[Region annotation entries]
##############################

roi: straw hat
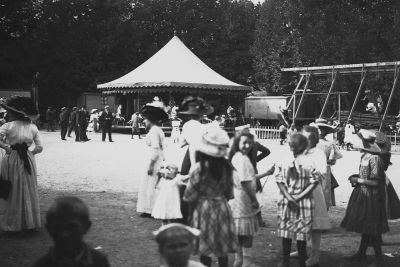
[375,131,392,154]
[354,129,381,154]
[197,123,229,158]
[313,118,335,133]
[178,96,214,115]
[140,103,168,122]
[0,96,40,120]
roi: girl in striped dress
[229,129,275,267]
[276,133,318,267]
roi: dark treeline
[0,0,400,111]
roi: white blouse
[0,121,42,147]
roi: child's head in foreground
[46,196,91,256]
[154,223,200,267]
[159,161,179,179]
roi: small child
[151,162,182,224]
[154,223,205,267]
[33,196,110,267]
[229,129,274,267]
[171,118,182,143]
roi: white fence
[251,126,279,139]
[388,133,400,152]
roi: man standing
[60,107,69,140]
[46,107,55,132]
[68,107,78,137]
[76,106,89,142]
[131,112,140,139]
[99,106,114,142]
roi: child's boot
[242,248,258,267]
[233,246,243,267]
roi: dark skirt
[340,185,389,235]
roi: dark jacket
[69,110,77,126]
[76,110,88,126]
[32,246,110,267]
[99,111,114,127]
[60,110,69,125]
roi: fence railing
[250,126,279,140]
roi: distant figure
[200,115,212,124]
[287,123,297,139]
[99,106,114,142]
[68,107,79,141]
[76,106,89,142]
[344,123,357,150]
[46,107,55,132]
[32,197,110,267]
[60,107,69,141]
[249,114,256,128]
[171,117,182,143]
[130,112,141,139]
[279,123,287,145]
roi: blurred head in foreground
[46,196,91,257]
[154,223,200,267]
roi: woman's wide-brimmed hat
[353,129,381,154]
[140,103,168,123]
[178,96,214,115]
[0,96,40,120]
[313,118,335,133]
[197,123,229,158]
[375,131,392,154]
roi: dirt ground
[0,132,400,267]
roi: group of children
[27,98,400,267]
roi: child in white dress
[151,162,182,224]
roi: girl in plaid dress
[341,129,389,266]
[183,124,237,267]
[229,129,274,267]
[276,133,318,267]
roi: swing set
[281,61,400,131]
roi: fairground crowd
[0,97,400,267]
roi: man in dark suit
[76,106,89,142]
[68,107,78,139]
[99,106,114,142]
[60,107,69,140]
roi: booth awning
[97,36,251,94]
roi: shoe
[278,260,290,267]
[344,253,367,261]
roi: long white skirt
[312,183,331,230]
[1,150,41,231]
[136,154,163,214]
[151,178,182,220]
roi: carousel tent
[97,36,251,94]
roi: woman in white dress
[136,104,168,217]
[0,96,43,232]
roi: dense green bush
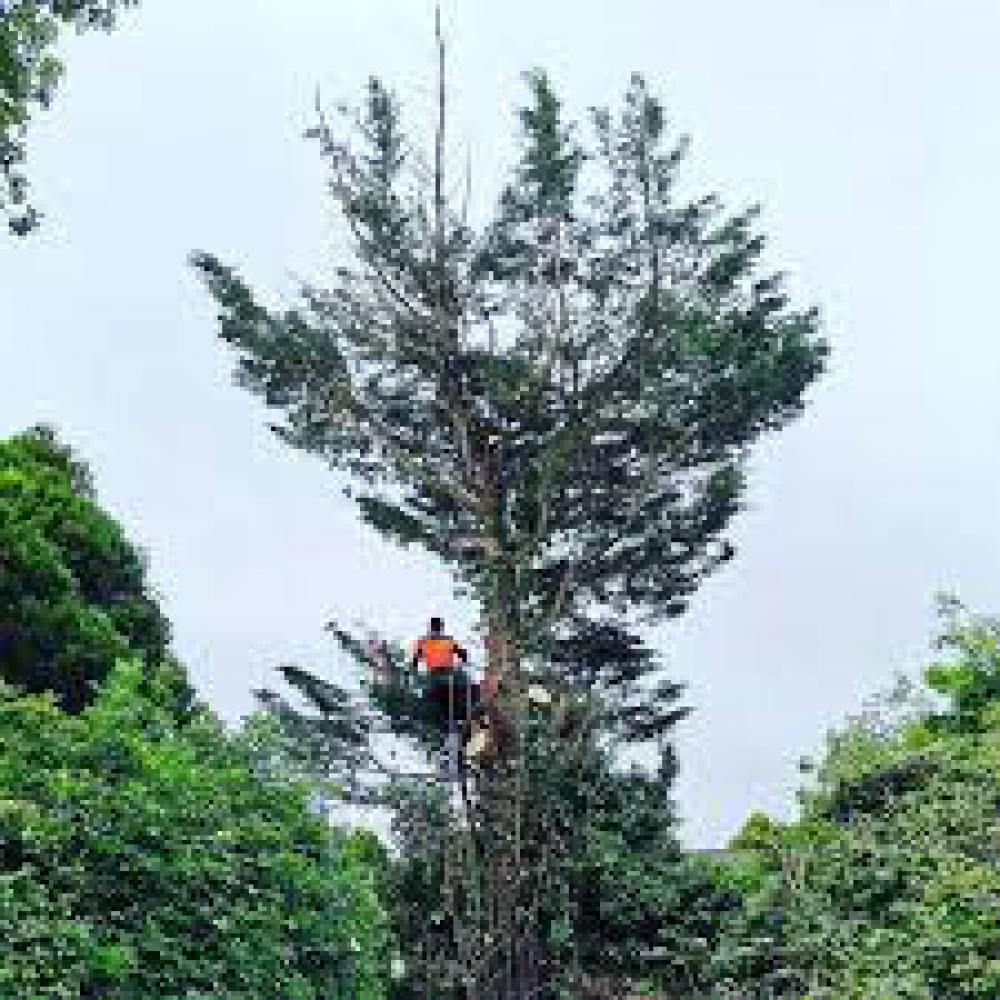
[0,428,191,711]
[0,663,388,1000]
[714,602,1000,1000]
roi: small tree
[193,13,826,992]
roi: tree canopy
[0,0,138,236]
[0,427,192,711]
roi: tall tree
[0,0,138,236]
[193,17,827,1000]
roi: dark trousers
[426,670,482,730]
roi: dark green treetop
[0,0,138,236]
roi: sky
[0,0,1000,847]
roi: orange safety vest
[417,635,458,673]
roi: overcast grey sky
[0,0,1000,845]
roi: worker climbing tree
[193,9,826,1000]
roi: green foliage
[0,664,388,1000]
[192,27,827,996]
[0,0,138,236]
[713,601,1000,1000]
[0,428,192,712]
[193,64,827,657]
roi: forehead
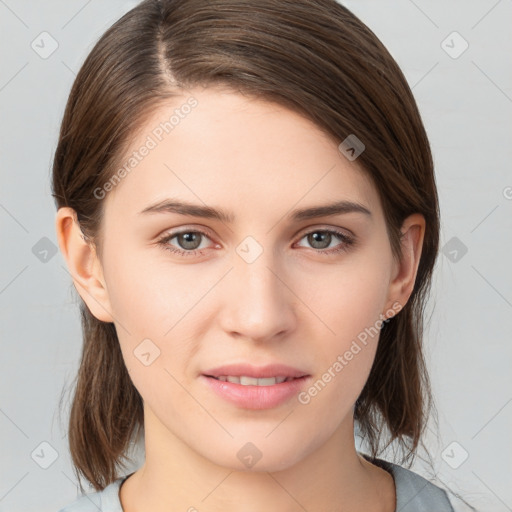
[105,88,379,223]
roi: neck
[120,411,395,512]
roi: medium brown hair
[52,0,439,490]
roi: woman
[53,0,460,512]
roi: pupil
[180,233,199,249]
[309,231,331,249]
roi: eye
[294,229,355,255]
[157,230,213,256]
[157,225,355,256]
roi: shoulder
[59,477,127,512]
[361,454,454,512]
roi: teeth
[216,375,292,386]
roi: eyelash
[157,229,355,256]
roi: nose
[218,245,300,342]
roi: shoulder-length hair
[52,0,439,496]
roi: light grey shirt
[59,454,454,512]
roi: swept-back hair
[52,0,439,496]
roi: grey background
[0,0,512,512]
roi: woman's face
[80,89,410,470]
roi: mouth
[200,364,311,409]
[206,375,301,386]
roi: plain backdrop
[0,0,512,512]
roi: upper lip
[203,364,308,379]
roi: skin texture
[56,88,425,512]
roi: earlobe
[55,207,113,322]
[387,213,425,316]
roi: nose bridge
[224,237,294,339]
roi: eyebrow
[139,199,372,224]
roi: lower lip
[201,375,308,409]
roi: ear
[386,213,425,316]
[55,207,114,322]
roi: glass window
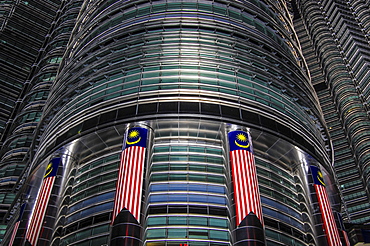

##############################

▸ **SHORT PROBLEM**
Scale the rows between the lines holding "roi: child in white dress" and "[0,96,43,232]", inclusive, and reproduce every line with each request left unchanged. Multiply every bounding-box coordinate in the answers by 2.2 and round it to a whole number, with halves rounded up.

▸ **COMPLETED TASK**
roi: child in white dress
[332,356,400,493]
roi: girl in plaid dress
[750,284,856,585]
[403,273,521,587]
[504,284,603,587]
[607,293,700,587]
roi: swing set
[618,134,880,288]
roi: fairground crowd
[0,213,880,587]
roi: man in dark suit
[167,233,196,312]
[150,235,172,306]
[218,233,251,312]
[132,235,152,308]
roi: booth awning
[213,79,552,207]
roi: shoe
[612,572,638,587]
[757,557,807,574]
roi: long white skirt
[686,403,728,506]
[2,330,90,508]
[299,339,359,471]
[332,392,400,484]
roi: carousel tent
[213,79,552,207]
roi: woman in white dress
[299,229,370,477]
[0,211,95,510]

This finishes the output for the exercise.